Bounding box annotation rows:
════════════════
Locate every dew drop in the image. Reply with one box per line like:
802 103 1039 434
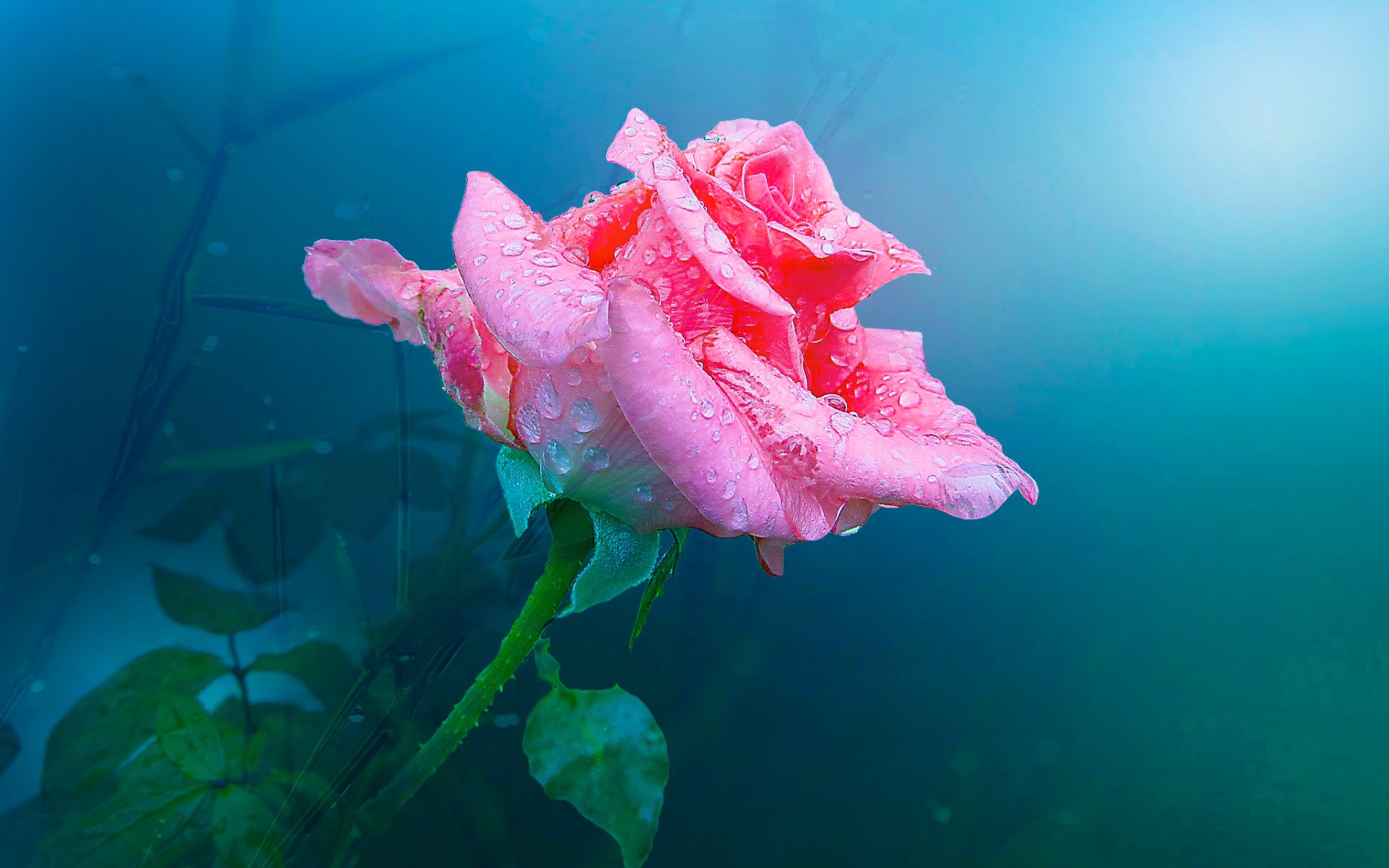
569 397 599 433
517 404 540 443
545 441 574 475
535 379 564 420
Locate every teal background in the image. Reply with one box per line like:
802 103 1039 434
0 0 1389 868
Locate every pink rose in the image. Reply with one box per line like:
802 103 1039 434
304 109 1037 575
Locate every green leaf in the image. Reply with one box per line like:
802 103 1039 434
156 693 226 780
521 644 669 868
560 510 660 616
151 564 279 636
140 488 219 543
43 649 226 793
250 640 361 710
0 723 20 775
626 528 690 650
30 747 208 868
213 786 284 868
497 447 558 536
154 438 320 474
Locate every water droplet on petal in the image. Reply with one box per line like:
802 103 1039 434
569 397 599 433
517 404 540 443
545 441 572 477
651 154 681 178
535 379 564 420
════════════════
SET TASK: Find each line in the rows above that contains the word "droplet", and copy those lines.

ANSWER IN FULL:
Locate every water droplet on petal in the image. Reply with one box per line like:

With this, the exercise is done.